Work to do: Pull out every line of the data below that contains the string "short", matching its case exactly.

------------------------------------------------------------

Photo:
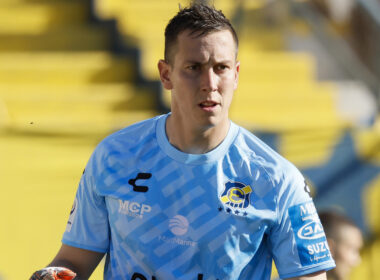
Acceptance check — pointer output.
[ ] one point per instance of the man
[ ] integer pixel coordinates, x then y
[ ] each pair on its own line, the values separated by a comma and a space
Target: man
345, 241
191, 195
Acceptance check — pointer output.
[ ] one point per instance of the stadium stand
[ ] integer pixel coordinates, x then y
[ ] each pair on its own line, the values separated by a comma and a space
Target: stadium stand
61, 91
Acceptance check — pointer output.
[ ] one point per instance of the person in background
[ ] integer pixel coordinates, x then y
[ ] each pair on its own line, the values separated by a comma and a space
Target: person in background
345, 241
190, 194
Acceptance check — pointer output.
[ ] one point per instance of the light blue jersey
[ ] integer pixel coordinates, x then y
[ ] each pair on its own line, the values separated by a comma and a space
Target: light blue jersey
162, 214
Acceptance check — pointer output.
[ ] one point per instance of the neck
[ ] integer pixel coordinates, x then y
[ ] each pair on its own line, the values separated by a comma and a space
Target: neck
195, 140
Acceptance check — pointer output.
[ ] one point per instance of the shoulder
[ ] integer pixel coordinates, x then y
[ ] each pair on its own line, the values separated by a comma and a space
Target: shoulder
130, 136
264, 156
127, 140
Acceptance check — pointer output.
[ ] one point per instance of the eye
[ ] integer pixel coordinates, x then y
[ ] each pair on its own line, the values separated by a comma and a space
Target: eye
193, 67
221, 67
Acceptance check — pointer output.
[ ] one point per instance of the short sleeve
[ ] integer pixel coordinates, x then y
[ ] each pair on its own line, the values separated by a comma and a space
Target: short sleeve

------------------------------------------------------------

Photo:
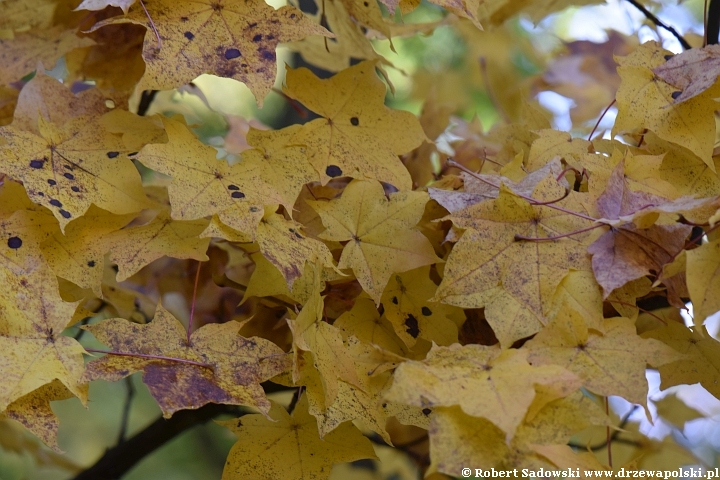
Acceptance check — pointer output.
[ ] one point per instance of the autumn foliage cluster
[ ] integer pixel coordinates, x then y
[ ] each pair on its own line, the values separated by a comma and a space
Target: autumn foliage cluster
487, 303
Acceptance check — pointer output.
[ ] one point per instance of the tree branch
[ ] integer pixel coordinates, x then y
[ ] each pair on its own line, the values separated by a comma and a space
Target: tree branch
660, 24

------------------------------------------------------------

Solution:
[ ] one point per instance of the short sleeve
Target: short sleeve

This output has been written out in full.